# Extracted text:
┌──

This is a list of things named after A. P. J. Abdul Kalam, the Indian aerospace scientist who served as the 11th President of India from 25 July 2002 to 25 July 2007.

Science

Bacterium
Solibacillus kalamii , a gram-positive, rod-shaped, and aerobic bacterium is named after A. P. J. by the International Space Station.

Places
Mount Kalam, a 6,180 metres high peak located near the Bara Shigri Glacier in Himachal Pradesh.
Dr. A.P.J. Abdul Kalam Road, a road in New Delhi. The renaming was criticised by the historians citing "New Delhi's geography was inspired by history, not politics and bigotry".
A.P.J. Abdul Kalam Island, an island in the Bay of Bengal.
Dr. A.P.J. Abdul Kalam Memorial : Mausoleum of A. P. J. Abdul Kalam.

Institutions
Dr APJ Abdul Kalam Missile Complex, a military research institute in Hyderabad, India.
A.P.J. Abdul Kalam Centre, a state-sponsored organization in Assam state.
Dr Kalam Agricultural College, an agriculture college at Kishanganj of Bihar State.
Higher Education and Skill Education Guarantee Scheme (HESEGS), an educational institute or a government program in Delhi.

Colleges and universities

Dr. A.P.J. Abdul Kalam University, a private university in Indore, Madhya Pradesh.

└──

# Dataset entries:
┌──

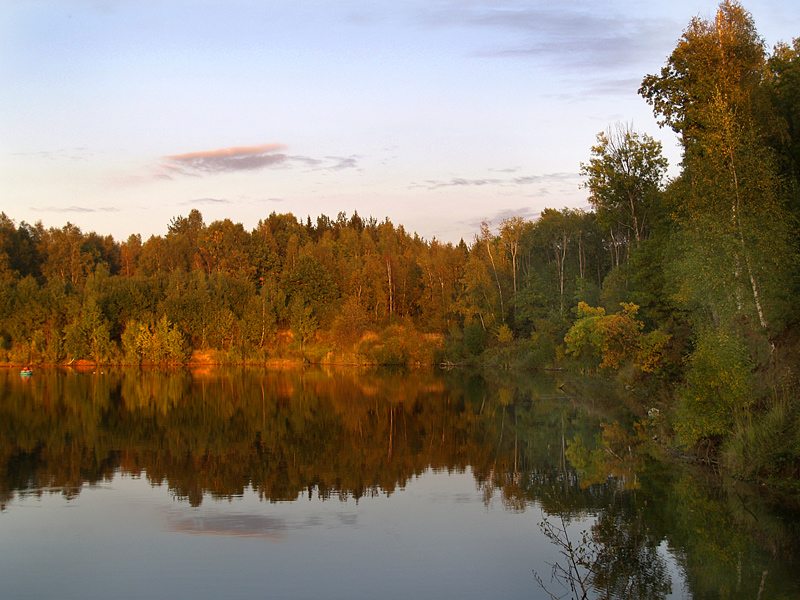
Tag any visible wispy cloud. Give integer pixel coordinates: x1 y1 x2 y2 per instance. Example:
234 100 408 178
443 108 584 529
162 144 287 175
420 0 680 72
31 205 119 213
416 169 580 190
181 198 233 206
161 144 360 178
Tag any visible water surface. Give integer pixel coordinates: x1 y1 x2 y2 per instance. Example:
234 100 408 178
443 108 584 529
0 368 800 600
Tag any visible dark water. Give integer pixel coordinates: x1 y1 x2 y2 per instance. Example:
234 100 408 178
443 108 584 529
0 368 800 600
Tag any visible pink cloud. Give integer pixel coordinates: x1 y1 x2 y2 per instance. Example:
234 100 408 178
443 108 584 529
162 144 287 175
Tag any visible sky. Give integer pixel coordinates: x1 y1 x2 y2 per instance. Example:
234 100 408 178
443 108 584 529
0 0 800 243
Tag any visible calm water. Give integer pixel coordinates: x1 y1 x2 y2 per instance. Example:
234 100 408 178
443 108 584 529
0 368 800 600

└──

# What needs to be done:
Reproduce, word for word, the entire list of things named after A. P. J. Abdul Kalam given above.

# Answer:
This is a list of things named after A. P. J. Abdul Kalam, the Indian aerospace scientist who served as the 11th President of India from 25 July 2002 to 25 July 2007.

Science

Bacterium
Solibacillus kalamii , a gram-positive, rod-shaped, and aerobic bacterium is named after A. P. J. by the International Space Station.

Places
Mount Kalam, a 6,180 metres high peak located near the Bara Shigri Glacier in Himachal Pradesh.
Dr. A.P.J. Abdul Kalam Road, a road in New Delhi. The renaming was criticised by the historians citing "New Delhi's geography was inspired by history, not politics and bigotry".
A.P.J. Abdul Kalam Island, an island in the Bay of Bengal.
Dr. A.P.J. Abdul Kalam Memorial : Mausoleum of A. P. J. Abdul Kalam.

Institutions
Dr APJ Abdul Kalam Missile Complex, a military research institute in Hyderabad, India.
A.P.J. Abdul Kalam Centre, a state-sponsored organization in Assam state.
Dr Kalam Agricultural College, an agriculture college at Kishanganj of Bihar State.
Higher Education and Skill Education Guarantee Scheme (HESEGS), an educational institute or a government program in Delhi.

Colleges and universities

Dr. A.P.J. Abdul Kalam University, a private university in Indore, Madhya Pradesh.